-- AIM OF THE TASK --
Find every line in the entries below that contains the word "mouth", and copy each of those lines out in full. Matches are case-sensitive.

------------------------------------

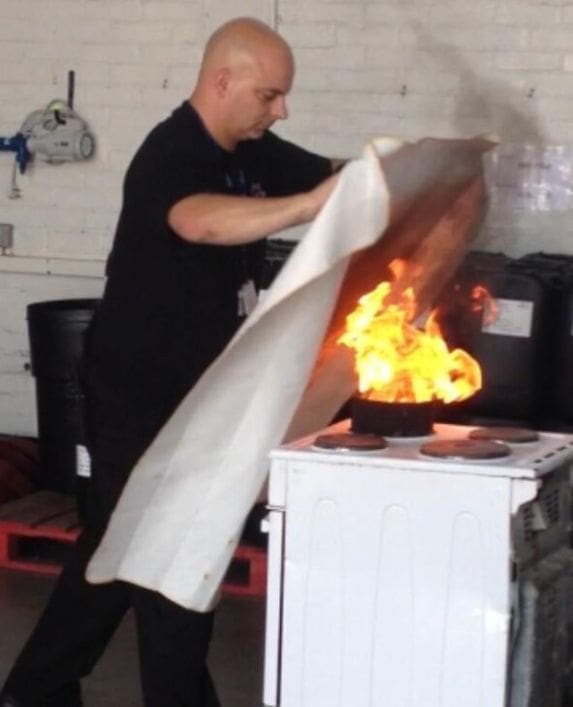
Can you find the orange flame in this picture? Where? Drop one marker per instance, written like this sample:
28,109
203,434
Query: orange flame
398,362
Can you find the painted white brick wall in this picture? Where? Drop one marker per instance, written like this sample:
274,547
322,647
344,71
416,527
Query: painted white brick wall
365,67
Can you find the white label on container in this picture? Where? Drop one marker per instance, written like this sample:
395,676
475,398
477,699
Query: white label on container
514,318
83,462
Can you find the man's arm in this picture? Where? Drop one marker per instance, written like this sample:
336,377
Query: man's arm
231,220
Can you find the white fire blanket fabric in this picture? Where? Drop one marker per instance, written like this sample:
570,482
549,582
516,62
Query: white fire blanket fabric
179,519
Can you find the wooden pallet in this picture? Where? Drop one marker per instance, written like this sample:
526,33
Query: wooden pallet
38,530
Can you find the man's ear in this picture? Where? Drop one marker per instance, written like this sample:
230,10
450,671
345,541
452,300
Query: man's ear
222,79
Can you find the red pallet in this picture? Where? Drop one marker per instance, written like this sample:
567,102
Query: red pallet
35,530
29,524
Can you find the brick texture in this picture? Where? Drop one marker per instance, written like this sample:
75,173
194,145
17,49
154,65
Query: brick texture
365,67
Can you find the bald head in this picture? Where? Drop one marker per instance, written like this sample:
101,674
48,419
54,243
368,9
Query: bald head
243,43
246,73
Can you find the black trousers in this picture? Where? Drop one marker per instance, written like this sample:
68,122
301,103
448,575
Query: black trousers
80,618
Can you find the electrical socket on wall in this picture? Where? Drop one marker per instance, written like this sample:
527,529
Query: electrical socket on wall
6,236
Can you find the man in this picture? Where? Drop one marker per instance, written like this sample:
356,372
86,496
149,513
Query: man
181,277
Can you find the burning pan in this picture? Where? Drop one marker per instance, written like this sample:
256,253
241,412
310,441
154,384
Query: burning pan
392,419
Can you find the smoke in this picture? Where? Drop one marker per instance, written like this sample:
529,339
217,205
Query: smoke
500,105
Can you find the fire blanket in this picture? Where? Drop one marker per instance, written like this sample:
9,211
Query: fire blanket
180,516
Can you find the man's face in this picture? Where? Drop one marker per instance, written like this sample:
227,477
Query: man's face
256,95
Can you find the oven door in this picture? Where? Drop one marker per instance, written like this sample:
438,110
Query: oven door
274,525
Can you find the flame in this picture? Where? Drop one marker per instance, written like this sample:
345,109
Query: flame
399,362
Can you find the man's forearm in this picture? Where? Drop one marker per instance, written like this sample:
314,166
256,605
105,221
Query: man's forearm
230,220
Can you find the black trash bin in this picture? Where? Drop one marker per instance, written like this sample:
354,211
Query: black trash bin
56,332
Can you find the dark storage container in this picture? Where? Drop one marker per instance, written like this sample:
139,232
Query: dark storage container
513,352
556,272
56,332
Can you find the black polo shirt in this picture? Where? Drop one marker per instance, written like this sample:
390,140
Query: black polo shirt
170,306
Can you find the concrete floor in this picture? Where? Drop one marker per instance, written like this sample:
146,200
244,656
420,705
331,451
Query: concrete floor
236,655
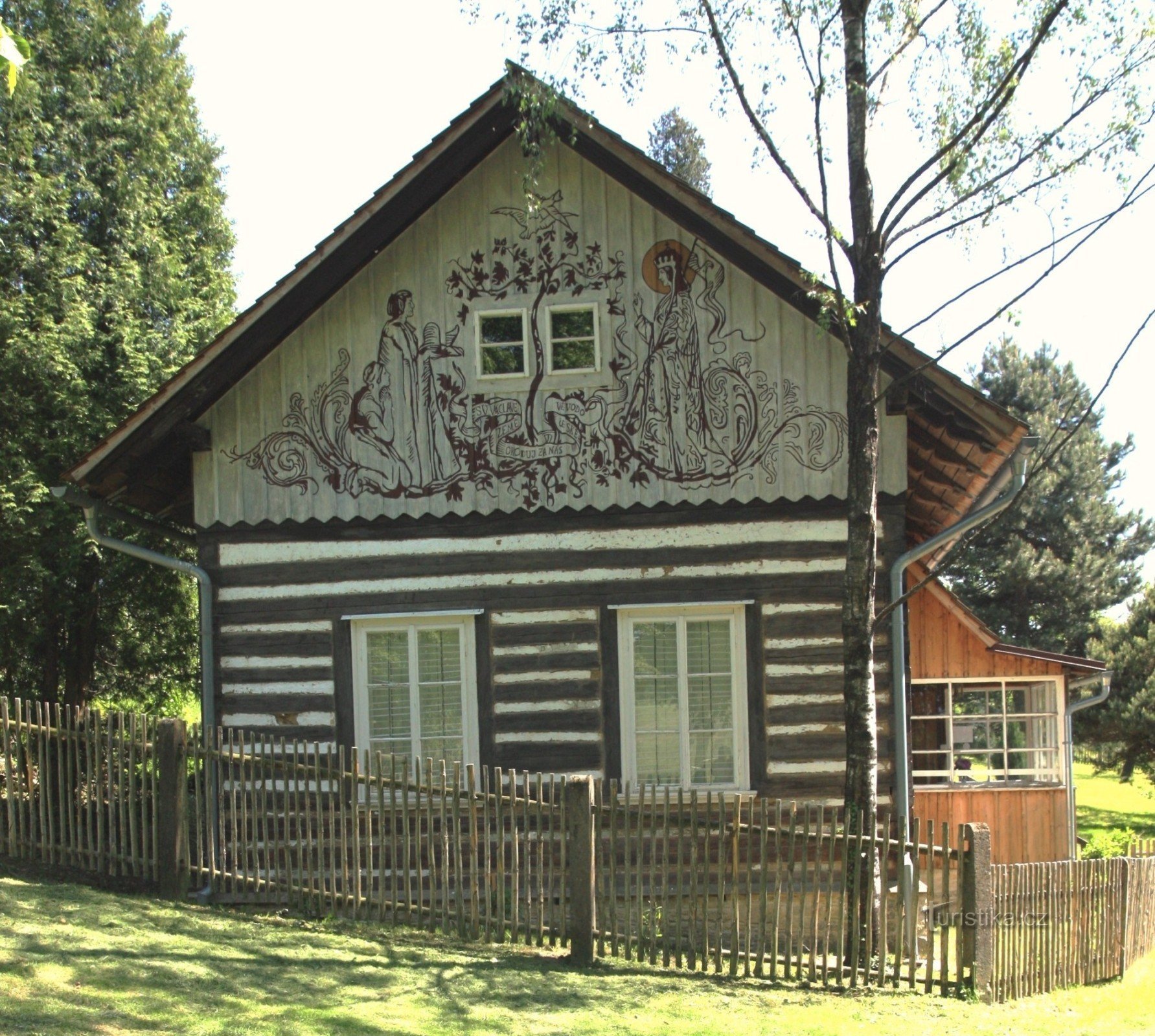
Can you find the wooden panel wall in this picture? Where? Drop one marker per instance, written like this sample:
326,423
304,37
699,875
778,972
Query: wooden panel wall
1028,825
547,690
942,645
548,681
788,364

------------------------------------

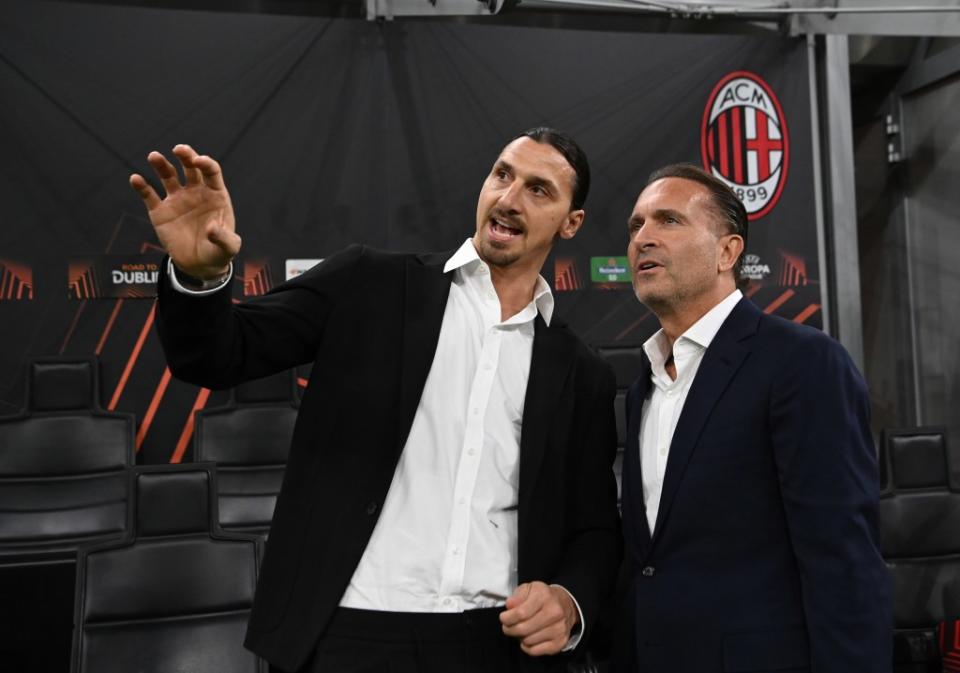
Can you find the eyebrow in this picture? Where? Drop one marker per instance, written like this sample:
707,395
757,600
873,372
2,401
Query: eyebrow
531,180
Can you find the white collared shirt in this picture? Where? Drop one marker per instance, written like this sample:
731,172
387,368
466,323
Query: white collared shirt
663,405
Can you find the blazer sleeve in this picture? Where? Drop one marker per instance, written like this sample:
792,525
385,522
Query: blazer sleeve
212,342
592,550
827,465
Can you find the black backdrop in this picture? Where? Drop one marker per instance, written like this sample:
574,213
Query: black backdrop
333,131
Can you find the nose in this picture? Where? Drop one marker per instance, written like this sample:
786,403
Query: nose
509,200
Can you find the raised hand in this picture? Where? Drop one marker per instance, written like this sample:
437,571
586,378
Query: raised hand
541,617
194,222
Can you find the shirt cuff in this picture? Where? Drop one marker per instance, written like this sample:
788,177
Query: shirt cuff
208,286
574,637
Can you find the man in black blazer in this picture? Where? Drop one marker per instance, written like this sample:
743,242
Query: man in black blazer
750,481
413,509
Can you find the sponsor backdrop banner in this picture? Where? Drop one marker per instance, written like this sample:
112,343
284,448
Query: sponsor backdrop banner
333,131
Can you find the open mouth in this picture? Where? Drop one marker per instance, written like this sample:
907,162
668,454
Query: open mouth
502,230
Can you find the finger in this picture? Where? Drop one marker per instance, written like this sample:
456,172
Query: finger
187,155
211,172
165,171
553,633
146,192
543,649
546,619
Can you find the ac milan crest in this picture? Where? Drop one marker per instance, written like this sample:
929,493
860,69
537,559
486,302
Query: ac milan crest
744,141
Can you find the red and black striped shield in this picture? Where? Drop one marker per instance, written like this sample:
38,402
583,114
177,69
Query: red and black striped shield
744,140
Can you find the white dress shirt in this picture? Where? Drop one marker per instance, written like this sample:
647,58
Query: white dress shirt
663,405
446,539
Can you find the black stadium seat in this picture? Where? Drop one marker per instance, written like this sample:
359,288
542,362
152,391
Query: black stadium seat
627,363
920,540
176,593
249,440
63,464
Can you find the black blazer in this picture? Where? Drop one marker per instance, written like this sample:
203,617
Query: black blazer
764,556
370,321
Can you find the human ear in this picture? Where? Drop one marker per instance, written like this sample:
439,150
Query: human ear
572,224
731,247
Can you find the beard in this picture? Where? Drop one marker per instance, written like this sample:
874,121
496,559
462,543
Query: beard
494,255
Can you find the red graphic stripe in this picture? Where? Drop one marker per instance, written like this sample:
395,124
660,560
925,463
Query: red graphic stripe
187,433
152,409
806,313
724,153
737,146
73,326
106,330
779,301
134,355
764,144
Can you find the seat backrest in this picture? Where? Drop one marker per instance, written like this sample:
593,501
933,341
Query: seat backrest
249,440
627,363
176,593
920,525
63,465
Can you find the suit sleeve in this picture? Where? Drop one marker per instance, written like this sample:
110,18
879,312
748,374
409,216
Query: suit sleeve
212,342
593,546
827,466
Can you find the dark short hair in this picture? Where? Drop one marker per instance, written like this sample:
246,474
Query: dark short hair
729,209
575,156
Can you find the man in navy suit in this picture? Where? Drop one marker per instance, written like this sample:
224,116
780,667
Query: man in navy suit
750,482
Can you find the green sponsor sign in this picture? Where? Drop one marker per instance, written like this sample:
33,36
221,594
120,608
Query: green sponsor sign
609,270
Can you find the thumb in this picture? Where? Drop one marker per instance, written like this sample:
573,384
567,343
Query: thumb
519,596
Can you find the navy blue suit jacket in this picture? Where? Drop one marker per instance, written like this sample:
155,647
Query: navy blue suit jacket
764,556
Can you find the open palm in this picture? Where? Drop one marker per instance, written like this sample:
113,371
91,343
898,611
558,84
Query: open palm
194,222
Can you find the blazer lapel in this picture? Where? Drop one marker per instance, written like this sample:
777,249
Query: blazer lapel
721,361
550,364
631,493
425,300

------------------------------------

-- OUTPUT FOR THIS EXERCISE --
Can you find the open mouth in this picture? Where? Drop one marker per instance, written like this sample:
Query: open mouth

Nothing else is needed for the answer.